> _Problem description_
Reproduce exactly the final portion of the data: every line from the one containing "doorway in the photo above." through the last line, inclusive.

> _Dataset excerpts_
_____

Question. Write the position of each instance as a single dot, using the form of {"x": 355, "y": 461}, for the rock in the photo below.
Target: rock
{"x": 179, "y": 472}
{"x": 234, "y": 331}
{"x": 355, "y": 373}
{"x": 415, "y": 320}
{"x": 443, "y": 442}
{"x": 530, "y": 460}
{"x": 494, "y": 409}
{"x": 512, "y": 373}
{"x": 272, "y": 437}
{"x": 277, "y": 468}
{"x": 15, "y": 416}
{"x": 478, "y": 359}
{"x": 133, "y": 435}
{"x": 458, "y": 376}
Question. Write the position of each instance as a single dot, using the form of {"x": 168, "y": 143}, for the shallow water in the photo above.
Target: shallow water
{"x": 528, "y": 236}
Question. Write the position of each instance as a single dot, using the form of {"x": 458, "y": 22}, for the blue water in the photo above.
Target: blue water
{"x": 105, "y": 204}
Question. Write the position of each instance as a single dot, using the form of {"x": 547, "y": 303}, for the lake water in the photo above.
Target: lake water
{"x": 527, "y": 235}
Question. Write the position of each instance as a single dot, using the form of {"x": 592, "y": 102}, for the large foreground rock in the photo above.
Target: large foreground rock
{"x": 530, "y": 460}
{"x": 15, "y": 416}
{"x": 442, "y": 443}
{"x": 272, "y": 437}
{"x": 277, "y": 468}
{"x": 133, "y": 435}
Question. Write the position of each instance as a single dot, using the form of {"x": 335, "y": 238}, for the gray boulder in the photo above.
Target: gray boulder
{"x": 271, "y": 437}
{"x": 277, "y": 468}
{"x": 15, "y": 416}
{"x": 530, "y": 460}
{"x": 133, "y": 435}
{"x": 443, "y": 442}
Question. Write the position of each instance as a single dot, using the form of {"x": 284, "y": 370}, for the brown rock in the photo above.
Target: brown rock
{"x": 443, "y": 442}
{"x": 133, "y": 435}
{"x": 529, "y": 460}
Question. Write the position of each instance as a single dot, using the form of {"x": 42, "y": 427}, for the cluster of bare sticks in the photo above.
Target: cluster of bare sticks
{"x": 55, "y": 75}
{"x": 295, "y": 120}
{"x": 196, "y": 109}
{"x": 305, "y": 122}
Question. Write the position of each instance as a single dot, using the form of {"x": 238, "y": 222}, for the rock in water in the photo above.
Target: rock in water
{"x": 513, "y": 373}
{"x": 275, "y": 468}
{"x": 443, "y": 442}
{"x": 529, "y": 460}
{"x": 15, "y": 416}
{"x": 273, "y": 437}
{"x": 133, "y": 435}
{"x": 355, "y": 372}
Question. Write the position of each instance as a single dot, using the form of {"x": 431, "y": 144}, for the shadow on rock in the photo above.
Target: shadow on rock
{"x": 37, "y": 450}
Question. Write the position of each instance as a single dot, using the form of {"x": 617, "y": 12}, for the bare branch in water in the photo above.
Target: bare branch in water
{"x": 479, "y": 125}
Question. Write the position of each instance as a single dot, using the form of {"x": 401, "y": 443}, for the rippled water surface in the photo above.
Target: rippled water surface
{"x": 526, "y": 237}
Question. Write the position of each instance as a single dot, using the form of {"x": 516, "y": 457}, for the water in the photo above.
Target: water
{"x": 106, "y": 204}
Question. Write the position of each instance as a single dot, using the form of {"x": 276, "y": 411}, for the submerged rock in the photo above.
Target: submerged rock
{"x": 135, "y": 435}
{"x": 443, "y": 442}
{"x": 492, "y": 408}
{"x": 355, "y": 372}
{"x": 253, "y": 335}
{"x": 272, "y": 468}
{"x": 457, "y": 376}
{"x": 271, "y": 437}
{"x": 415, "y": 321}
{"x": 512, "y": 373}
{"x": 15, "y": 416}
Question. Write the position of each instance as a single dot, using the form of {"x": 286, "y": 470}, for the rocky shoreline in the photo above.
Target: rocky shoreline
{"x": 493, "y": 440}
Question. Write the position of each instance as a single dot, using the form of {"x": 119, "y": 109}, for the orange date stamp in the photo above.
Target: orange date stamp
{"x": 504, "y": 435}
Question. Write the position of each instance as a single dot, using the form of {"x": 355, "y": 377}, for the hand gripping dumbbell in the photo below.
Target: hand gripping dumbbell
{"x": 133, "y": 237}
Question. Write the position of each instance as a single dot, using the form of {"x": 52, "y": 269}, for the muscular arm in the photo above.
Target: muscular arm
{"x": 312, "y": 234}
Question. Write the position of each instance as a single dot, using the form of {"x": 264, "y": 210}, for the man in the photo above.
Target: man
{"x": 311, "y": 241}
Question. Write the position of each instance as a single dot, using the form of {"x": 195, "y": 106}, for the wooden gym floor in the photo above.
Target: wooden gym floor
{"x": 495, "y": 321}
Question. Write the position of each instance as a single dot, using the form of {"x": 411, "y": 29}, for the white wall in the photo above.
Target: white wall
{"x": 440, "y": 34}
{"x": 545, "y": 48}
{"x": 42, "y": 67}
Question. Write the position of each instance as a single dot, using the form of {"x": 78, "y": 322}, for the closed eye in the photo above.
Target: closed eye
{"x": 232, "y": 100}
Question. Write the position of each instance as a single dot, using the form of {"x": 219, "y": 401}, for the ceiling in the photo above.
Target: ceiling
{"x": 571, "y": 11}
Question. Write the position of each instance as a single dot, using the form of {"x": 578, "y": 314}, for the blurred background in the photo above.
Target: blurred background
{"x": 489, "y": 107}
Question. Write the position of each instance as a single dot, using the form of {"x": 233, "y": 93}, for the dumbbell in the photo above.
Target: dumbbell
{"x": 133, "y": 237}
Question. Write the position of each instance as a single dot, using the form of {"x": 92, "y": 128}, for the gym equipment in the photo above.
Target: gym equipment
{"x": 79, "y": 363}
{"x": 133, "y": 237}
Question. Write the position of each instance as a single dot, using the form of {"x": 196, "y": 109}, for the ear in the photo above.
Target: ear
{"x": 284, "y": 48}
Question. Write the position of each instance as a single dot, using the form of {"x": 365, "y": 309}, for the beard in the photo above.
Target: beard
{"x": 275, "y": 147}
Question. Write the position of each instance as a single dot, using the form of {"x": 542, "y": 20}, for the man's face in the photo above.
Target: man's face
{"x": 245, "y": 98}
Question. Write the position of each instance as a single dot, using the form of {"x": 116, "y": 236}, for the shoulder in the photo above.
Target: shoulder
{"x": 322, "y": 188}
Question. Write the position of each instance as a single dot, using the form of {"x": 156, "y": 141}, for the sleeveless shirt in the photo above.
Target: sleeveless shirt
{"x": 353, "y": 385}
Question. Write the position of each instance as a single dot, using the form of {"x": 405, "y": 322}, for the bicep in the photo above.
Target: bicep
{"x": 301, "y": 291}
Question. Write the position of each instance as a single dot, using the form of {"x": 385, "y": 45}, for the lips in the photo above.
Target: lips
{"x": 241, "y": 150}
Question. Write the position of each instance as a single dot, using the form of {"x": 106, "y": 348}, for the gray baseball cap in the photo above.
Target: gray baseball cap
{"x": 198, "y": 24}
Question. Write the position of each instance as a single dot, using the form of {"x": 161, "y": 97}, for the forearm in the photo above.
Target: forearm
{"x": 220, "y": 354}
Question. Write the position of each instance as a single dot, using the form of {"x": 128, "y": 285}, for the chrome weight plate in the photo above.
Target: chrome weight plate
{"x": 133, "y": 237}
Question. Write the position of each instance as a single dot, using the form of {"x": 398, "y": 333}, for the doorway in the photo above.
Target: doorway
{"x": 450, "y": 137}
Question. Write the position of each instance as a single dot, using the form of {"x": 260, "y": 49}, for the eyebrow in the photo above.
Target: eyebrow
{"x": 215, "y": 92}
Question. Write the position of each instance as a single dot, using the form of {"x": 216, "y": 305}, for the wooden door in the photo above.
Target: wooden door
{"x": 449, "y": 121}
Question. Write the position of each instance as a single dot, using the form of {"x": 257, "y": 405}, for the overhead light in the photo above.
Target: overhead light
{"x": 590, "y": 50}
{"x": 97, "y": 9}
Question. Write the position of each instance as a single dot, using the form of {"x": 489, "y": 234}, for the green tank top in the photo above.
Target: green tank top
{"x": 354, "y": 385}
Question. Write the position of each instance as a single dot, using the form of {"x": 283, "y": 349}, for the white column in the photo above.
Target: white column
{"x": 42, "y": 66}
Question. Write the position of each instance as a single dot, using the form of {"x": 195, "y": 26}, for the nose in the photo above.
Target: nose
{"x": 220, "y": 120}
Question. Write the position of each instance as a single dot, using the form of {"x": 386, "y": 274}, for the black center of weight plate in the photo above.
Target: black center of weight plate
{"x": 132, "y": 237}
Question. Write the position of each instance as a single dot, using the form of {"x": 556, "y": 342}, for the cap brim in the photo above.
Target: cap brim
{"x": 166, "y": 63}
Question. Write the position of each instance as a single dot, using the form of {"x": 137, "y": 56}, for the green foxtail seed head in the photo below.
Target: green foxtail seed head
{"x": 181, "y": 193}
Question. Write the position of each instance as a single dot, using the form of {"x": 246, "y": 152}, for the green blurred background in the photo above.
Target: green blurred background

_____

> _Finished task_
Question. Write the position of each instance as a single dot, using the form of {"x": 398, "y": 333}, for the doorway in the photo above.
Target: doorway
{"x": 450, "y": 137}
Question. Write the position of each instance as a single dot, using the form of {"x": 260, "y": 49}, for the eyebrow in the photo above.
Target: eyebrow
{"x": 215, "y": 92}
Question. Write the position of each instance as a single dot, using the form of {"x": 216, "y": 305}, for the wooden door in the photo above.
Target: wooden door
{"x": 449, "y": 121}
Question. Write the position of each instance as a single dot, using the form of {"x": 257, "y": 405}, for the overhead light in the photo above.
Target: overhead light
{"x": 590, "y": 50}
{"x": 97, "y": 9}
Question. Write the position of each instance as a single dot, using the form of {"x": 489, "y": 234}, for the green tank top in the photo above.
Target: green tank top
{"x": 354, "y": 385}
Question. Write the position of each instance as a single dot, using the form of {"x": 283, "y": 349}, for the white column in the photo above.
Target: white column
{"x": 42, "y": 66}
Question. Write the position of each instance as a single dot, using the form of {"x": 195, "y": 26}, for the nose in the photo above.
Target: nose
{"x": 220, "y": 120}
Question. Write the position of each instance as a single dot, using the form of {"x": 386, "y": 274}, for the black center of weight plate in the photo above.
Target: black center of weight plate
{"x": 132, "y": 237}
Question. Write the position of each instance as a single dot, using the form of {"x": 556, "y": 342}, for the cap brim in the photo above.
Target: cap brim
{"x": 166, "y": 63}
Question. Write the position of each instance as a single dot, using the form of {"x": 137, "y": 56}, for the green foxtail seed head in the photo below.
Target: green foxtail seed head
{"x": 181, "y": 193}
Question. Write the position of each instance as a single dot, using the form of {"x": 246, "y": 152}, for the green blurred background in the photo above.
Target: green blurred background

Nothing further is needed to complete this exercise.